- [REQUISITOS DO PROBLEMA] Reproduza integralmente, sem nenhuma alteração, o texto sobre ações de execução de título extrajudicial movidas por instituições financeiras.

- [TEXTO DO DOCUMENTO]
▼

Nos últimos anos, muitos consumidores têm enfrentado ações de execução de título extrajudicial movidas por instituições financeiras.
Essas ações geralmente ocorrem quando há inadimplência em contratos de empréstimos pessoal, financiamentos ou cartões de crédito, ou até mesmo empréstimo de capital de giro para empresas.
Em muitos casos, os valores cobrados são tão altos que se tornam impagáveis, especialmente por conta de cláusulas abusivas embutidas nos contratos, como juros elevados, capitalização indevida e cobranças de encargos sem transparência.
É importante saber que o fato de estar sendo executado não significa que o consumidor não tem direitos ou que deve aceitar passivamente a cobrança.
Em recentes decisões proferidas pelo Poder Judiciário de Santa Catarina, foram reconhecidas diversas ilegalidades em contratos bancários objeto de ações de execução de título extrajudicial.

▲

- [DADOS FORNECIDOS]

▼

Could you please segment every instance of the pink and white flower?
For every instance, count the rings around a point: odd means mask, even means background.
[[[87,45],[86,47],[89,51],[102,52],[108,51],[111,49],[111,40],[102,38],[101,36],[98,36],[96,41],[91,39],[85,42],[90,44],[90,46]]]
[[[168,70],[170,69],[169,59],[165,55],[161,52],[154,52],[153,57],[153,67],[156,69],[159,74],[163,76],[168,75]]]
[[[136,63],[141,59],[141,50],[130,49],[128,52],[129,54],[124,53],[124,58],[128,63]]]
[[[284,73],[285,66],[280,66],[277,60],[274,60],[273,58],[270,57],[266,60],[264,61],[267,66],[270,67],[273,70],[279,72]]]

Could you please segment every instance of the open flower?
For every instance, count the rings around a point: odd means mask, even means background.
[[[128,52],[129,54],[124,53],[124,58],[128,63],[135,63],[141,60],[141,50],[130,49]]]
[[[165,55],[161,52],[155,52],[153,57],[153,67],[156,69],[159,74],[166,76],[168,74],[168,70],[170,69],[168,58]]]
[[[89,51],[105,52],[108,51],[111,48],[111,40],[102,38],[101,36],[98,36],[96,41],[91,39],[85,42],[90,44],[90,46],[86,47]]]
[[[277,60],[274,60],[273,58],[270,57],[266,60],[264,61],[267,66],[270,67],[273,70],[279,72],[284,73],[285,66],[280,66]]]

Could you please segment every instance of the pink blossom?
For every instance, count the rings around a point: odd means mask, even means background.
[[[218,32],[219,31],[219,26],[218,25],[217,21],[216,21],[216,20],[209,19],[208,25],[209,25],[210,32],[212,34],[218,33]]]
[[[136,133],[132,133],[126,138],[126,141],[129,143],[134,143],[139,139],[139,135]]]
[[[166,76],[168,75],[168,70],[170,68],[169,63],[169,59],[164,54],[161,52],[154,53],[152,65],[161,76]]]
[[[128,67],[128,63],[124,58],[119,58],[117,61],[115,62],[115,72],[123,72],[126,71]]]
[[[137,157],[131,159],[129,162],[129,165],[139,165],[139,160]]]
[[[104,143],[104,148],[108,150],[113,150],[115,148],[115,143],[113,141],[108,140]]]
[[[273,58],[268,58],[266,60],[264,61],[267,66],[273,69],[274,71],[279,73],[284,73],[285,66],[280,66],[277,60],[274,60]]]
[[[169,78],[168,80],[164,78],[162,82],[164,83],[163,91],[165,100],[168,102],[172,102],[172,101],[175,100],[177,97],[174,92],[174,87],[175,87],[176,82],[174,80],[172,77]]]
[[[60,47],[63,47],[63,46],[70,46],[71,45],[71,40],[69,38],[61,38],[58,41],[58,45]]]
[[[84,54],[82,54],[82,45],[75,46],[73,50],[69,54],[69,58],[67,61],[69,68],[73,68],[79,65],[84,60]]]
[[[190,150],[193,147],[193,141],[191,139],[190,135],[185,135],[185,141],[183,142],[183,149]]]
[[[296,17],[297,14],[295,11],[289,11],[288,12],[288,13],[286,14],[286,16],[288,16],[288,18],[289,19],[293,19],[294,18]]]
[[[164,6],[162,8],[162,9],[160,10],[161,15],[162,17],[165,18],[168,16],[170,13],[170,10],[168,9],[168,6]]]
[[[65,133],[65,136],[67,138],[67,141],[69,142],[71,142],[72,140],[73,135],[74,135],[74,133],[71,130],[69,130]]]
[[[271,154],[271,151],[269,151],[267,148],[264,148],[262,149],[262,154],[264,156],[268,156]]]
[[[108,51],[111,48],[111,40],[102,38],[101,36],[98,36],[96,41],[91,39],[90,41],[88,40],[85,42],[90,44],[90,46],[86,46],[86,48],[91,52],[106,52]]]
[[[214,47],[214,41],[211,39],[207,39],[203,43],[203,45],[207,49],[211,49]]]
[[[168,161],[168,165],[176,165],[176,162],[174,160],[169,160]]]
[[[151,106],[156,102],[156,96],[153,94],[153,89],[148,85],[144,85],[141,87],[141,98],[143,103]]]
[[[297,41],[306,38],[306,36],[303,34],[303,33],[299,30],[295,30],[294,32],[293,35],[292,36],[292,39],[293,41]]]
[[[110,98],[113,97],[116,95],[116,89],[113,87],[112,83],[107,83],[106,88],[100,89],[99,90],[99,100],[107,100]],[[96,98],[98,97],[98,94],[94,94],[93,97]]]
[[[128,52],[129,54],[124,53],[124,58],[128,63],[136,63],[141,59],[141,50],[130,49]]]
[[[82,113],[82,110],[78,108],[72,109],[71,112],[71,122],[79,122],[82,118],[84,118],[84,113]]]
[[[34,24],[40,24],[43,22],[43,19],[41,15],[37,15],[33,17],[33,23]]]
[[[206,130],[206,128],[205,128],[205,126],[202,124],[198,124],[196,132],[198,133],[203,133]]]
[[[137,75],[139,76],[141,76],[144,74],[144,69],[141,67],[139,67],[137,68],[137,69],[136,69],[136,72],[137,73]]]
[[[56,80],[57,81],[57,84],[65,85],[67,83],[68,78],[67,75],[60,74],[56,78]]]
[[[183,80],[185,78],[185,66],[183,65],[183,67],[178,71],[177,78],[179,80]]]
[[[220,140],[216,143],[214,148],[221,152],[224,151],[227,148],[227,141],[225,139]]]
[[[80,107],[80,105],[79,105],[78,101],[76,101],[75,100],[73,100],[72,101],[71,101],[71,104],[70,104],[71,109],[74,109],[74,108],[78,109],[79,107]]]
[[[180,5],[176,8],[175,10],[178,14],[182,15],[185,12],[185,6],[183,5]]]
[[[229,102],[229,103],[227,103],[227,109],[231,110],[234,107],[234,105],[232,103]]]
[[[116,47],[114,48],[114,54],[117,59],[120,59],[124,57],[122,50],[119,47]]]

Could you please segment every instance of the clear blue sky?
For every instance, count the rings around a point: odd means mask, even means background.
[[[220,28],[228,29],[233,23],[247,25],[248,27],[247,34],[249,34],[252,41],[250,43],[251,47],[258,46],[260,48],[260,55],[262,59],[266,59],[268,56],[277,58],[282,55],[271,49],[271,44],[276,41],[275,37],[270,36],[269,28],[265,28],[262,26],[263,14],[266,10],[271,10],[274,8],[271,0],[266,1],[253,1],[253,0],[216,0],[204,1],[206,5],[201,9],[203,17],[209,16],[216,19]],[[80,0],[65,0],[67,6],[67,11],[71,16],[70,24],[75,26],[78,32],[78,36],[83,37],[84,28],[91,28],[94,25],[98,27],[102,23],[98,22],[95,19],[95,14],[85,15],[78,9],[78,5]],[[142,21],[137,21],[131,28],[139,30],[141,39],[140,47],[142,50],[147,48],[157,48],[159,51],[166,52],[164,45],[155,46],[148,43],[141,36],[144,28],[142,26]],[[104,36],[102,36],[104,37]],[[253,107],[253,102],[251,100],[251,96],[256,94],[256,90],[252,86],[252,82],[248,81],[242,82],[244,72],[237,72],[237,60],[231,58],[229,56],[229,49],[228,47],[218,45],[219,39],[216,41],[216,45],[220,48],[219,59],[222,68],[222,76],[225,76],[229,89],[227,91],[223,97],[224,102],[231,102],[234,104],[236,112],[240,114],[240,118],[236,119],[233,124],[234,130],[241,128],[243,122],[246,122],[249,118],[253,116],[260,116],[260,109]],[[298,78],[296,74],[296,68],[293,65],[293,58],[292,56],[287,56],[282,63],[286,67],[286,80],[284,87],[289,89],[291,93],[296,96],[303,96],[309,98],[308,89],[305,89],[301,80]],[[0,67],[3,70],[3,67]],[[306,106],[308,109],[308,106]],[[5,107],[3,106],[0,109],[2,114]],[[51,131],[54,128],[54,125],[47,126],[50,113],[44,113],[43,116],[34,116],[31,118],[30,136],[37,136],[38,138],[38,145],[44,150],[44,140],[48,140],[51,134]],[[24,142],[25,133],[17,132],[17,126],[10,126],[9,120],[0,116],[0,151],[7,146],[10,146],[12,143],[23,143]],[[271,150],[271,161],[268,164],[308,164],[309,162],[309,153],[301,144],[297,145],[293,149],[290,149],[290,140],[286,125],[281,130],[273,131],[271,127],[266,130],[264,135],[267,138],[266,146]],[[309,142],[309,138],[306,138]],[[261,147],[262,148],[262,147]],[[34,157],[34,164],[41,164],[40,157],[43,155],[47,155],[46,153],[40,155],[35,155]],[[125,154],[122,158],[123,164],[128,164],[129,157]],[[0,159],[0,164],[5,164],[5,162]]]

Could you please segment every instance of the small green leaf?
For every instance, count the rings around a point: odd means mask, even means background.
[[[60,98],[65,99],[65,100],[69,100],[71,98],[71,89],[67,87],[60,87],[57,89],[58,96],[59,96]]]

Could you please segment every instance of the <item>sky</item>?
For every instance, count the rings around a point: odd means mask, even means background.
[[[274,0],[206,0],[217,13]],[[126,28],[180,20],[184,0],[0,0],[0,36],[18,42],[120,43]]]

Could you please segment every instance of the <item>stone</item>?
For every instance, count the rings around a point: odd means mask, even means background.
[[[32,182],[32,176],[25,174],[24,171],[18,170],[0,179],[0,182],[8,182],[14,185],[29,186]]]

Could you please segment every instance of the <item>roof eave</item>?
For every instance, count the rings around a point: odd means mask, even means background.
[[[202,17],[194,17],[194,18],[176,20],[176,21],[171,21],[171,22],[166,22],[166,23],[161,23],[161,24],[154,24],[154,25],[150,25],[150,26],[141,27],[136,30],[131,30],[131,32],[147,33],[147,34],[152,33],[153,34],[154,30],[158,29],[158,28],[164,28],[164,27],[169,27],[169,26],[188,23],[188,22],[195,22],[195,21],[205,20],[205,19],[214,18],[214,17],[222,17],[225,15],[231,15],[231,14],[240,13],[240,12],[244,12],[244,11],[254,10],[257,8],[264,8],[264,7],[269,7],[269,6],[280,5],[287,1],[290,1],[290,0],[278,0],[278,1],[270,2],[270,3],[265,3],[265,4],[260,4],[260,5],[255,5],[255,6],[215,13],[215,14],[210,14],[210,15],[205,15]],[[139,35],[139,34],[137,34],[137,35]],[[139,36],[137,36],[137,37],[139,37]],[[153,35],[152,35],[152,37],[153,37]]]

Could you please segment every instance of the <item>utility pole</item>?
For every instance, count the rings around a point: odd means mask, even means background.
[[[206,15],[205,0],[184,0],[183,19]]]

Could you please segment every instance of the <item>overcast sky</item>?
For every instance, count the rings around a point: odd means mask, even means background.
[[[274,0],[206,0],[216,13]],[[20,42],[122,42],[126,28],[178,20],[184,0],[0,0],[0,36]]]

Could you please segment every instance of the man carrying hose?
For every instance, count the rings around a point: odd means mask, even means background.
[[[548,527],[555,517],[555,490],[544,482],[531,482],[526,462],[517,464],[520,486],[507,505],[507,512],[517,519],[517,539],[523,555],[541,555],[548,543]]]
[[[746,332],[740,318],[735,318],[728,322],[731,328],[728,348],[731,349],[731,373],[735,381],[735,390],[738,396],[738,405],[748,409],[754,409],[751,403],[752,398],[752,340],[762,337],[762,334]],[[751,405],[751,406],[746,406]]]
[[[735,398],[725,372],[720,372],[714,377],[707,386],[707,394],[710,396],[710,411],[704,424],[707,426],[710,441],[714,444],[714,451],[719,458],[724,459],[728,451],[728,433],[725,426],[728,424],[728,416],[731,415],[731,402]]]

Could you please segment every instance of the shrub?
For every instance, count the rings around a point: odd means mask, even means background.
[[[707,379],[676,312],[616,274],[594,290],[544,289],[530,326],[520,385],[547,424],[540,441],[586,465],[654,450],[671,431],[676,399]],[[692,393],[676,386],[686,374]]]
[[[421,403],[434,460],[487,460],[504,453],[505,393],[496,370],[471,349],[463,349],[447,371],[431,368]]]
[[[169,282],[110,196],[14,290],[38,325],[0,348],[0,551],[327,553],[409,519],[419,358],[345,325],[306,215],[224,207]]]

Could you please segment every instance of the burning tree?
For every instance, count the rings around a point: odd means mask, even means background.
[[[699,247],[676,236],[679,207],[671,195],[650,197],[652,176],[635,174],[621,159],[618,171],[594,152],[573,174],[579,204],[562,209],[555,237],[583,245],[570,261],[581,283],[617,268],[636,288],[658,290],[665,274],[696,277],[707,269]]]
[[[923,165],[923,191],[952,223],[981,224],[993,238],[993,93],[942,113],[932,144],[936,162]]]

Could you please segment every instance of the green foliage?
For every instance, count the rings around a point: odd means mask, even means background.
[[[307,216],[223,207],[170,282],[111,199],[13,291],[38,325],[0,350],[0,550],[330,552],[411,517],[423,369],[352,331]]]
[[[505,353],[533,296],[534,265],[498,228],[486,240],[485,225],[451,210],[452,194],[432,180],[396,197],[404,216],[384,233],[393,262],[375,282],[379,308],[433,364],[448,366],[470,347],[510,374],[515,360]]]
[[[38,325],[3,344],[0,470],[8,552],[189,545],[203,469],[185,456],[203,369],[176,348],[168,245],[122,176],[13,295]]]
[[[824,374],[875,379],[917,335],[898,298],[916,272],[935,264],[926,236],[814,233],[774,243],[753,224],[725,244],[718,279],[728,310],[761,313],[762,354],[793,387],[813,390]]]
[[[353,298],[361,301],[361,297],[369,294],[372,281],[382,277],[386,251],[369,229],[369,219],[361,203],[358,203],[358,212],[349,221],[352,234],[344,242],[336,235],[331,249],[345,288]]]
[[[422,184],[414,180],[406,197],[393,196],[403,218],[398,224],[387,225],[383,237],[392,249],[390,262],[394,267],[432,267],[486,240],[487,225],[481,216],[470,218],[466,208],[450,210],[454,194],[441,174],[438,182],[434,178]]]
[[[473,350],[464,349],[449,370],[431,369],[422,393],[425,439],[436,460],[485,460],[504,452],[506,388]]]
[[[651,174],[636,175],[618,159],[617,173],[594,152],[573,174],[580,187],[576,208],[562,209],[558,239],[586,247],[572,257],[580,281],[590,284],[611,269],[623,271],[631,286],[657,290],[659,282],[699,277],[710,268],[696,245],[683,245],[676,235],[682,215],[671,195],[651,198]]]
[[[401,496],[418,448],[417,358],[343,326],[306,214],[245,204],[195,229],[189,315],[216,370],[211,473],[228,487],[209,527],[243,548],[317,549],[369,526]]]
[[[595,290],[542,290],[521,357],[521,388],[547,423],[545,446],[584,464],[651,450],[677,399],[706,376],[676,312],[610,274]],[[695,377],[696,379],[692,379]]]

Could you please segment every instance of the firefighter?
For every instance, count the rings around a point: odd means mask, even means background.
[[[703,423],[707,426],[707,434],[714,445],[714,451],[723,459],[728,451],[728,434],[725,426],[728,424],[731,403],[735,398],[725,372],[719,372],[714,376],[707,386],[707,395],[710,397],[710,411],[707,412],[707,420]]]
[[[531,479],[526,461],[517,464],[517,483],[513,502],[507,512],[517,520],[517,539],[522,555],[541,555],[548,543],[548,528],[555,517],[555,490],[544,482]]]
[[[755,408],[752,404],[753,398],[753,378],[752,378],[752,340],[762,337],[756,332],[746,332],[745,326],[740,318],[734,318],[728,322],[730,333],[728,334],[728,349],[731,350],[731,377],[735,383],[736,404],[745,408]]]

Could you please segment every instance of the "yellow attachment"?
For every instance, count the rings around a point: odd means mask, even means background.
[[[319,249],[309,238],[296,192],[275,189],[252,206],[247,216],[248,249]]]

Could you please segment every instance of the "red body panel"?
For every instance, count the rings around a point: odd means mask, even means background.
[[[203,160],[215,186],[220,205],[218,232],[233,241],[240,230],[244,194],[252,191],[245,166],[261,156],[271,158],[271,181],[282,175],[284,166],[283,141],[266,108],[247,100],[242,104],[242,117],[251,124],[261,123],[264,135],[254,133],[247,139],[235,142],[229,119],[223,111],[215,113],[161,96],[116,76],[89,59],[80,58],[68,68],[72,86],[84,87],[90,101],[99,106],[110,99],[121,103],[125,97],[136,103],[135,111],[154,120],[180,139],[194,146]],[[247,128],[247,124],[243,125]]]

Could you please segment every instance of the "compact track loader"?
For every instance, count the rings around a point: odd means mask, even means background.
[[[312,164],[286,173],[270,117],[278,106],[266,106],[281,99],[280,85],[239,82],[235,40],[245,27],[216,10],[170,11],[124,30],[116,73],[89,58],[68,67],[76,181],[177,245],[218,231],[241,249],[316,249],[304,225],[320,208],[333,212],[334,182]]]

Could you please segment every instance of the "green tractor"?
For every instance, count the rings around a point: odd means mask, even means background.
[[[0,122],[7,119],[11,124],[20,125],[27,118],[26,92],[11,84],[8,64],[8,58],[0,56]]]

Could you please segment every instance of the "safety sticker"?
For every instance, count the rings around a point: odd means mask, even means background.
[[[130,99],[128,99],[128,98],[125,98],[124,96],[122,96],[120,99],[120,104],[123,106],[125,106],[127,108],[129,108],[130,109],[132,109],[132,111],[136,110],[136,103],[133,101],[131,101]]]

▲

- [SOLUÇÃO DO EXERCÍCIO]
Nos últimos anos, muitos consumidores têm enfrentado ações de execução de título extrajudicial movidas por instituições financeiras.
Essas ações geralmente ocorrem quando há inadimplência em contratos de empréstimos pessoal, financiamentos ou cartões de crédito, ou até mesmo empréstimo de capital de giro para empresas.
Em muitos casos, os valores cobrados são tão altos que se tornam impagáveis, especialmente por conta de cláusulas abusivas embutidas nos contratos, como juros elevados, capitalização indevida e cobranças de encargos sem transparência.
É importante saber que o fato de estar sendo executado não significa que o consumidor não tem direitos ou que deve aceitar passivamente a cobrança.
Em recentes decisões proferidas pelo Poder Judiciário de Santa Catarina, foram reconhecidas diversas ilegalidades em contratos bancários objeto de ações de execução de título extrajudicial.